- [Description of the task]: Take the line that contains "the white trim" and each line after it in the material below, and transcribe them exactly, stopping at the end.

— START Raw records —

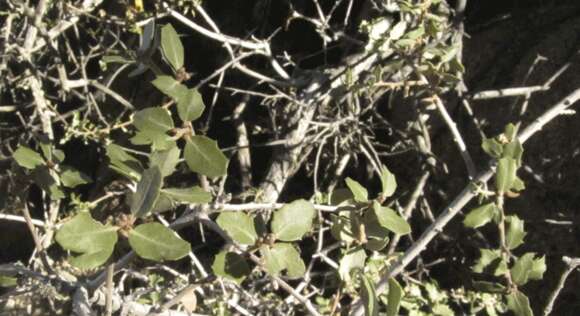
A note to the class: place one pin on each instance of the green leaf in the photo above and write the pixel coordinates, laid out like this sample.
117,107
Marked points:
115,59
273,262
358,191
153,124
70,177
159,140
58,155
230,265
490,261
369,297
239,226
390,220
48,181
193,195
6,281
341,228
492,147
124,163
489,287
506,174
91,260
353,259
511,131
153,120
293,220
341,196
82,234
377,235
394,297
190,105
283,256
295,267
388,182
515,232
28,158
519,304
514,150
518,185
480,216
166,160
147,192
164,203
528,268
171,47
538,268
156,242
203,156
170,87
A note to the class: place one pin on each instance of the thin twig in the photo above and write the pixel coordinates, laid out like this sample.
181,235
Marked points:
571,265
462,199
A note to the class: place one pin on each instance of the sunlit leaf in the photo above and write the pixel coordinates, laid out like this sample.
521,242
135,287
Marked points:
515,233
190,105
283,256
147,192
28,158
480,216
369,297
353,259
514,150
48,181
390,220
154,119
293,220
7,281
84,235
519,304
166,160
156,242
70,177
230,265
170,87
123,163
506,174
194,195
394,297
492,147
490,261
376,234
528,268
203,156
388,182
171,47
358,191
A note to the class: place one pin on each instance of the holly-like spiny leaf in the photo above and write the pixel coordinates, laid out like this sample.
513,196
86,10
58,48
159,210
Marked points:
156,242
293,220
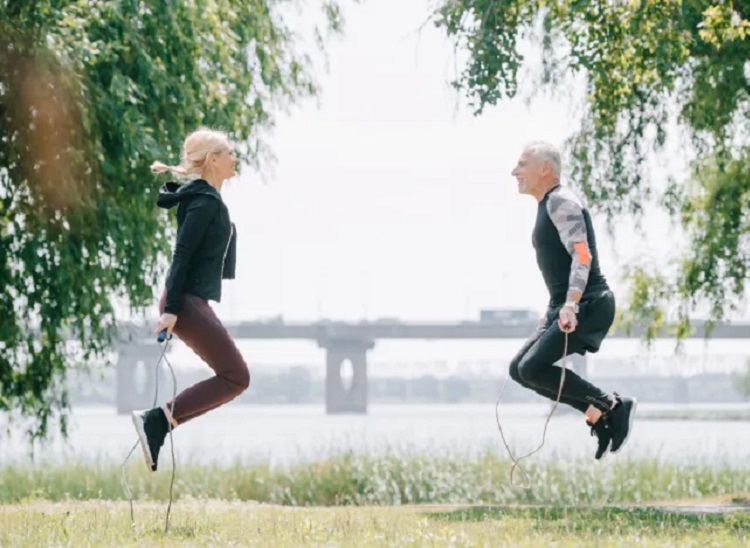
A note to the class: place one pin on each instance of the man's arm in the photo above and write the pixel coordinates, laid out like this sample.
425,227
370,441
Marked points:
566,214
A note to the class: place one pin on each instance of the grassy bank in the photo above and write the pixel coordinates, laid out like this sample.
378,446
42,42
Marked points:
392,480
218,523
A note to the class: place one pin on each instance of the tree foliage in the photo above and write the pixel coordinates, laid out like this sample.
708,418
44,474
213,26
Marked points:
90,94
648,66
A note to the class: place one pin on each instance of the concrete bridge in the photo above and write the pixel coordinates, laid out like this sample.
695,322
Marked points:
344,341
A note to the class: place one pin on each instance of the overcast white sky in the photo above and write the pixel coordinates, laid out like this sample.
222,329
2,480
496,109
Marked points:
387,201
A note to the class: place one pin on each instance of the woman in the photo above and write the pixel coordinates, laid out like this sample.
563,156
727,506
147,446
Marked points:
204,254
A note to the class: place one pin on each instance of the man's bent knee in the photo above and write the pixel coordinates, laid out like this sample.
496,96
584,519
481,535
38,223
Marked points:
528,372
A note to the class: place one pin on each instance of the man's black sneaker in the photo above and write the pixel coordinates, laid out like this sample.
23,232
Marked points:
603,432
152,428
621,420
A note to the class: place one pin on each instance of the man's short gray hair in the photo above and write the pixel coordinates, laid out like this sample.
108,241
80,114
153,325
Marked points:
546,152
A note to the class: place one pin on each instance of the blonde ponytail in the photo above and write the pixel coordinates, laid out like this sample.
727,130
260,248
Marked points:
198,145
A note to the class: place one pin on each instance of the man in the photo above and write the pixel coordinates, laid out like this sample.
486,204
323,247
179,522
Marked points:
581,303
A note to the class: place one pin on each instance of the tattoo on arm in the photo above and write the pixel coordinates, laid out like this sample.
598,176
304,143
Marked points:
566,214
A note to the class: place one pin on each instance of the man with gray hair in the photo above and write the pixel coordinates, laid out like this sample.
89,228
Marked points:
581,306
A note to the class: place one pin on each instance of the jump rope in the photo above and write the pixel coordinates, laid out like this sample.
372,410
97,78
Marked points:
162,338
513,459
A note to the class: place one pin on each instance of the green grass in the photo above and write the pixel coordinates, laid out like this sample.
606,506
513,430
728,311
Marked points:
390,480
218,523
398,500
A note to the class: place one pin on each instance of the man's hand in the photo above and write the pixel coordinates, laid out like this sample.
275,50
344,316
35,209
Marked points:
166,321
567,320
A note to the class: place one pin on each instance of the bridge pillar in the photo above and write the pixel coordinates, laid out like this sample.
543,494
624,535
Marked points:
341,399
136,375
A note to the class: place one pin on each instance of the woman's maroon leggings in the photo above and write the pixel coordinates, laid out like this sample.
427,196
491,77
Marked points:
199,328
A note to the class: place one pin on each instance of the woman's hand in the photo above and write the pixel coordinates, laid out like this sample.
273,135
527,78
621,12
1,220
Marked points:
166,321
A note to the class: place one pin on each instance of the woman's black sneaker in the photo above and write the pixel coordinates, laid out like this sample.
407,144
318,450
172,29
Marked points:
603,432
152,428
621,420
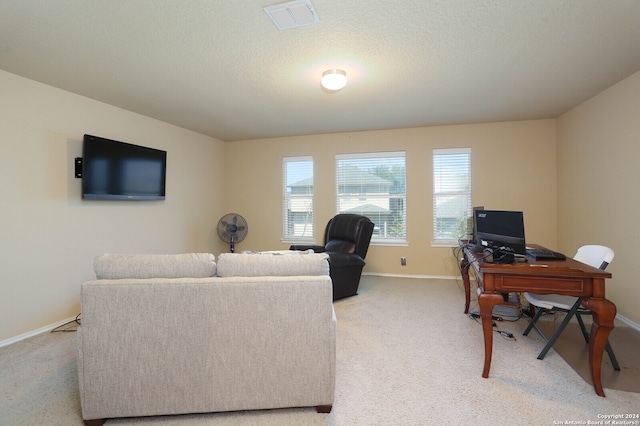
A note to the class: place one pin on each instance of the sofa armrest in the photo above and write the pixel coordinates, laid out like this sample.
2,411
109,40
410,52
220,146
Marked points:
205,344
305,247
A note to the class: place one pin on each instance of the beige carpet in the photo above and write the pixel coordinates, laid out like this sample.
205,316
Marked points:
625,342
406,355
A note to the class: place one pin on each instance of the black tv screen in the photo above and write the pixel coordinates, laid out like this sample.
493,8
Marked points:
113,170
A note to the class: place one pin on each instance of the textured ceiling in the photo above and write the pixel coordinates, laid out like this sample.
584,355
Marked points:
222,68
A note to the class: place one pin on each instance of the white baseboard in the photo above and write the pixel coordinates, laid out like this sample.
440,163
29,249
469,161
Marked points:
433,277
45,329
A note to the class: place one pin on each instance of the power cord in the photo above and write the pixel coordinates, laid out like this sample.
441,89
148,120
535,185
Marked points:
59,328
504,333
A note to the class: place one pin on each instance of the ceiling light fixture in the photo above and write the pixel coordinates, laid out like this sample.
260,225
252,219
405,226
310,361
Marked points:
334,79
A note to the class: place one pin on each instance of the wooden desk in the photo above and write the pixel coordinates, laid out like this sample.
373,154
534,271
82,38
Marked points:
568,277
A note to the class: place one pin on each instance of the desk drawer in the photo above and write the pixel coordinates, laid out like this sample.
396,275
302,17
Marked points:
571,286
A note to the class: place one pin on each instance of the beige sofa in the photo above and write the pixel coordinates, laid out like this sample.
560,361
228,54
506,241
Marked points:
177,334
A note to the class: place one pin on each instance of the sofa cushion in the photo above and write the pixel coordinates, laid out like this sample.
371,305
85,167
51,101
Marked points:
289,263
187,265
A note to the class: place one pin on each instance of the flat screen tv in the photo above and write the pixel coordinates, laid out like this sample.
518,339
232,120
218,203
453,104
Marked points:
502,232
113,170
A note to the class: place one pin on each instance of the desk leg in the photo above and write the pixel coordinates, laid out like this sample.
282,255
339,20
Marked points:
464,270
604,312
487,301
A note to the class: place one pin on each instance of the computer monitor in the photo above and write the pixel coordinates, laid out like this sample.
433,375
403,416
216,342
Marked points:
502,232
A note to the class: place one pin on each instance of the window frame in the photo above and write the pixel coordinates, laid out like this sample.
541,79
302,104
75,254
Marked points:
372,160
288,198
463,220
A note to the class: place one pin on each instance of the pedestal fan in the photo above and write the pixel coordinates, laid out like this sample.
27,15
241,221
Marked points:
232,228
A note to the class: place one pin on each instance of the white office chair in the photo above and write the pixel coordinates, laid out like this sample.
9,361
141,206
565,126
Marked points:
593,255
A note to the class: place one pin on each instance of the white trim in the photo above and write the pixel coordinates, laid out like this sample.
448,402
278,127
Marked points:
375,154
32,333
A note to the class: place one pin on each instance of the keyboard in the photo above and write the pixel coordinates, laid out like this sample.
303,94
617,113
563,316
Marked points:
542,254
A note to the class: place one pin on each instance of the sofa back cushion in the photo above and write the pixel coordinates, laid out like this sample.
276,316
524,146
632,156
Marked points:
289,263
187,265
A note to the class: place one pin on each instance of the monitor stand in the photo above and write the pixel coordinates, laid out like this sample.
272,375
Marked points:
498,256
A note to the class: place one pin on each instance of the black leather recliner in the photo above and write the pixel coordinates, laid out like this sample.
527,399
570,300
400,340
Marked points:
346,241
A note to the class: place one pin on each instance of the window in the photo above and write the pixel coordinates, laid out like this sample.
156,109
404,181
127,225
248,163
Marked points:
374,185
297,189
451,195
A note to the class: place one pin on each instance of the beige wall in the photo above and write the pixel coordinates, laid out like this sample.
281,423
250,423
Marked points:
506,157
49,235
598,197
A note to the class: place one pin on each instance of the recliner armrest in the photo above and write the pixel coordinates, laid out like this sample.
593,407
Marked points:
305,247
339,260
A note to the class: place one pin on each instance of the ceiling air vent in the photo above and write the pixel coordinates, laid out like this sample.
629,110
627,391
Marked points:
292,14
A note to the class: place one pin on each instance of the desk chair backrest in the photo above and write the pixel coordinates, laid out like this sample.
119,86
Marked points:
595,255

— END Raw records —

- [Solution to the exercise]:
A note to the class: place one pin on each instance of the white trim in the photo above and write the pixel coordinates, laid out like this sample.
448,402
278,127
Marked points:
375,154
32,333
A note to the class: place one pin on each instance of the keyboard in the photo above and write the pixel coordinates, laid out like this sample.
303,94
617,113
563,316
Marked points:
542,254
A note to the class: place one pin on each instance of the sofa back cushion in the photo above and write the pixel coordinates, laid out like this sample.
276,316
524,146
632,156
Marked points:
289,263
187,265
A note to the class: place one pin on each instance of the monitor stand in the photo above and write the pixel coordinates, laid out like this sample.
272,375
Marked points:
498,256
A note to the class: place one pin on each instance of the black leather recliner in the photo above and write the pixel coordinates, laid out like this sample.
527,399
570,300
400,340
Marked points:
346,241
A note to the class: place one pin on each instance of the window in the photo above and write the pixel coordinates, laid out like this sample.
156,109
404,181
127,225
248,163
Marked points:
374,185
297,189
451,195
A note to the class: place one pin on each instance of the beige wall in the photo above and write the pixel coordinates, laid out like this sample.
281,423
250,423
Marked points:
506,157
49,235
598,197
A note to the class: place one pin on each instance of the recliner armrest in the photo above and write the pixel coordinates, laid out like this sample.
593,407
Marked points:
305,247
339,260
A note to the class: place one pin on each instance of the ceiling air vent in the photo above and write the pixel coordinates, laid out like this sample.
629,110
627,391
Marked points:
292,14
A note to the class: place one pin on each instance of the desk chair backrest in the photo above and write the pixel coordinates, laid out like this sample.
119,86
Marked points:
595,255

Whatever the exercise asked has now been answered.